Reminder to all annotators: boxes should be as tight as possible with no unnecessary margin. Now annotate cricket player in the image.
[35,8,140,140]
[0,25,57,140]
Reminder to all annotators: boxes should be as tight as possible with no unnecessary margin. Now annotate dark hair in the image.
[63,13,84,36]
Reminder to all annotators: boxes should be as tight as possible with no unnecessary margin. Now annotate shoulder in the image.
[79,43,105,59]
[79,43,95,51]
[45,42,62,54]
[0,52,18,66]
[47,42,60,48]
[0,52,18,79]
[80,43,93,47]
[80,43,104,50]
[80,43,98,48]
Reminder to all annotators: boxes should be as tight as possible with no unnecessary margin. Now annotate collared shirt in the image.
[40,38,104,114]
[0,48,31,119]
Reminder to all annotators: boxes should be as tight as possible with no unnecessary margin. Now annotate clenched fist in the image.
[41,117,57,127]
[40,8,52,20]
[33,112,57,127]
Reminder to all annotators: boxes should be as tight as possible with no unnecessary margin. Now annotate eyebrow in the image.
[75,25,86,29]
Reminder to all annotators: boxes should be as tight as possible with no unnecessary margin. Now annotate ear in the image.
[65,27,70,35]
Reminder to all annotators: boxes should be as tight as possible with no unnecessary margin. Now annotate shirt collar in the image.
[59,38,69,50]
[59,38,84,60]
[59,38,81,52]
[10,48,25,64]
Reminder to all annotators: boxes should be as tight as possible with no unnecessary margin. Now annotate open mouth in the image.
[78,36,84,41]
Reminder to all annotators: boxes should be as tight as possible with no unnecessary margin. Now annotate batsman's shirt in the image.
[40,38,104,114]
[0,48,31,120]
_ _ _ _
- _ABOUT THIS TASK_
The full set of entries above needs to be restated word for word.

- _OUTPUT OF THE TASK_
Reminder to all annotators: boxes should be as tight as possible with no unnecessary margin. Now annotate cricket player in the image.
[35,8,140,140]
[0,25,57,140]
Reminder to all annotators: boxes should be as tight as possible with no unnecessary margin. Now annotate dark hair in the image.
[63,13,84,36]
Reminder to all annotators: boxes should be as tight as possible with no unnecessary margin. Now annotate shoulder in the image.
[79,43,105,59]
[79,43,95,51]
[45,42,62,54]
[0,52,18,66]
[47,42,60,48]
[0,52,18,79]
[80,43,93,47]
[80,43,104,50]
[80,43,98,48]
Reminder to all annotators: boxes should be as tight as possible with no unnecessary margin. Now annotate collared shirt in the image.
[40,38,104,114]
[0,48,31,119]
Reminder to all annotators: boxes should be as tight as possible with no unnecessary margin. Now annotate clenched fist in the image.
[41,117,57,127]
[40,8,52,20]
[33,112,57,127]
Reminder to all annotators: boxes should be as tight as possible with no unnecessary margin. Now annotate eyebrow in the image.
[75,25,86,29]
Reminder to all annotators: boxes should be as tight as possible with no unnecessary margin. Now annotate ear in the image.
[65,27,70,35]
Reminder to all annotators: boxes should be as tight as possible with no unnecessary margin. Now annotate shirt collar in the image.
[59,38,69,50]
[59,38,84,60]
[59,38,81,52]
[10,48,25,64]
Reminder to all annotators: boxes should be as tight as possible with no unnecessary margin. Now annotate open mouth in the image.
[78,36,84,41]
Reminder to all annotators: boxes should be as tight as possible with no unnecessary margin. Now annotate batsman's shirt in the image.
[40,38,104,114]
[0,48,31,120]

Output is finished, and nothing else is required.